----- Given text

Canadian journalist Donna Laframboise. Former National Post & Toronto Star columnist, past vice president of the Canadian Civil Liberties Association.
James Cook University took 28 separate actions against Professor Ridd. Each of them, including his termination, has been declared unlawful.
Few victories are as complete as the one achieved last week by Peter Ridd in the Federal Circuit Court of Australia.
A former head of the physics department at James Cook University, Ridd was fired after questioning the reliability of Great Barrier Reef research produced by some of his colleagues.
To quote the editor-in-chief of The Lancet, “much of the scientific literature, perhaps half, may simply be untrue.” Whenever third parties attempt to replicate published research, they often get different answers altogether. Since government decisions can throw people out of work, disrupt families, and destroy communities, Ridd thinks it’s a bad idea to base government policy on research that hasn’t been double-checked.

----------

▸ Complete the following:
a) Please rewrite the article about Peter Ridd between "James Cook University took" and "Court of Australia.", inclusive, changing "unlawful" to "illegal".
b) Decide whether each statement agrees with the article about Peter Ridd, answering yes or no and quoting the words of the article that settle it: (i) James Cook University took 28 separate actions against Ridd. (ii) Ridd once headed the chemistry department at James Cook University. (iii) Ridd supports basing government policy on research that has not been double-checked.

----- Extracted entries

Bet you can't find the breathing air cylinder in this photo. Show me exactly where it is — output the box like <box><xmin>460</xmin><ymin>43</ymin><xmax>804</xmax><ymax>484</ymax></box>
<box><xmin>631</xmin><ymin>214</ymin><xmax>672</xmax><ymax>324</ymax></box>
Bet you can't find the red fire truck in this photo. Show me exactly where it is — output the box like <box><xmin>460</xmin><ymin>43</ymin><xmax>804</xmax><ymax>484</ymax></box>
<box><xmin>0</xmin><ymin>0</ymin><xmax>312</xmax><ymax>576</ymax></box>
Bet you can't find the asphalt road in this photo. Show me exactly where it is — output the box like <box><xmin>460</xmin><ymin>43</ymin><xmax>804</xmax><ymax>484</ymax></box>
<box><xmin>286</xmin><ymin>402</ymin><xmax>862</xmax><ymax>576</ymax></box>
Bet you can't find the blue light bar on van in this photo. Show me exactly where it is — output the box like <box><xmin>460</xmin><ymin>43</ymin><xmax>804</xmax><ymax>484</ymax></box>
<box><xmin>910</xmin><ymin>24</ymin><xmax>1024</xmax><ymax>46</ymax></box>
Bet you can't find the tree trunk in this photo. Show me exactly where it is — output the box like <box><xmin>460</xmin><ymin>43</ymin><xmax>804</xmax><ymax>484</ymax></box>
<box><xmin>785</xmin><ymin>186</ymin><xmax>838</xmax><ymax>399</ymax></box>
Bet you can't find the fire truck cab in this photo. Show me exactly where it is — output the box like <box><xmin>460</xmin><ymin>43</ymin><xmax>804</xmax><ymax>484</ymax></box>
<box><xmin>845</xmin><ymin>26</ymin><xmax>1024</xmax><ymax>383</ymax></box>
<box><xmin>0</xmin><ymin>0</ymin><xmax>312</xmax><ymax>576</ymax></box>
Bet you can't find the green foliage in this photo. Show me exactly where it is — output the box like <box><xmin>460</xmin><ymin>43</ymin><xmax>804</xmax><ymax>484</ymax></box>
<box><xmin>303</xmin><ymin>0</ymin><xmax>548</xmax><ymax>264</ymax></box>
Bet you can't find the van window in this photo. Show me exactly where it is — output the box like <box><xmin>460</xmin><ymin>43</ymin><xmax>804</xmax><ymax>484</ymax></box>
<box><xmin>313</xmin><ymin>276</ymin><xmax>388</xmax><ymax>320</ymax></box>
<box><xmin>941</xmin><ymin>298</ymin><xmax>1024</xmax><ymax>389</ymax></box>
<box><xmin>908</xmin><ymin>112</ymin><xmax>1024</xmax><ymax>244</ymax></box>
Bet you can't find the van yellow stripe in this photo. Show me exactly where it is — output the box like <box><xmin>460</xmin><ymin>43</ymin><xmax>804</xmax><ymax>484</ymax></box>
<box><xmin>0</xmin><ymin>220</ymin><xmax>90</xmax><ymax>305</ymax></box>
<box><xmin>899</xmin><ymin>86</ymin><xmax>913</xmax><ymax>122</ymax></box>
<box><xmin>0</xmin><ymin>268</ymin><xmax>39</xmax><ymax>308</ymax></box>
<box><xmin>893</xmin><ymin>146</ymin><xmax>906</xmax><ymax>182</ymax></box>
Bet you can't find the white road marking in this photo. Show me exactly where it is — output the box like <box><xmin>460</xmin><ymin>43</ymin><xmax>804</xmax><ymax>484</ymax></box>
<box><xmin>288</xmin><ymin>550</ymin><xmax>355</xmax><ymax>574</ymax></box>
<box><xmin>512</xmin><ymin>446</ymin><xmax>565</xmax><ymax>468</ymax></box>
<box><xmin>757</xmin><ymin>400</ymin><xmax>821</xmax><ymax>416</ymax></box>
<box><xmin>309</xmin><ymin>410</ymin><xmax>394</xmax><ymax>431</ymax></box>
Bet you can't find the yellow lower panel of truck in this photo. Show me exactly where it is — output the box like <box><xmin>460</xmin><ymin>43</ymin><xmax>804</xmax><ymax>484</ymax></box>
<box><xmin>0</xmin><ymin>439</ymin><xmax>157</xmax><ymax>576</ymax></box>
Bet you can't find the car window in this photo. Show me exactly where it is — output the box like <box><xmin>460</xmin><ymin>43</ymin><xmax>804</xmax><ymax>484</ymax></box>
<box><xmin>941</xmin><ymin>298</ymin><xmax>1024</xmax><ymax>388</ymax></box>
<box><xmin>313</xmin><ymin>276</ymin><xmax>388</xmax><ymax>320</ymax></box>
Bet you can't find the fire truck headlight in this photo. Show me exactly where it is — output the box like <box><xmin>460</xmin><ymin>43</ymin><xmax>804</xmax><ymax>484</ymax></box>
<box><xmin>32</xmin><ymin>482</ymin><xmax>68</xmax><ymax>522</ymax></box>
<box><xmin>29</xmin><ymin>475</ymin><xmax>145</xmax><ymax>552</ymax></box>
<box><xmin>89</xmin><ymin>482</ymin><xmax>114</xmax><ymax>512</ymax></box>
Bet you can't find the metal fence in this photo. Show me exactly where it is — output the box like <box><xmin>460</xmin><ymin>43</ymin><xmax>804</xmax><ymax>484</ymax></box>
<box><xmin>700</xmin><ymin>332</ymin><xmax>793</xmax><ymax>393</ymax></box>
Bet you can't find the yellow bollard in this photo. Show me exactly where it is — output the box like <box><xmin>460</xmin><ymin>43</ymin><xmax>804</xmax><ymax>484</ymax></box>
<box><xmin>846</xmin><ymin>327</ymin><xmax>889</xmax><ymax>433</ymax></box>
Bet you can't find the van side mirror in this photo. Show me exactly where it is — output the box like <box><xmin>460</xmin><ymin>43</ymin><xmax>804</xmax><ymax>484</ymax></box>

----------

▸ Answers for this exercise:
a)
James Cook University took 28 separate actions against Professor Ridd. Each of them, including his termination, has been declared illegal.
Few victories are as complete as the one achieved last week by Peter Ridd in the Federal Circuit Court of Australia.

b)
(i) Yes: "James Cook University took 28 separate actions against Professor Ridd."
(ii) No: "A former head of the physics department at James Cook University"
(iii) No: "Ridd thinks it’s a bad idea to base government policy on research that hasn’t been double-checked."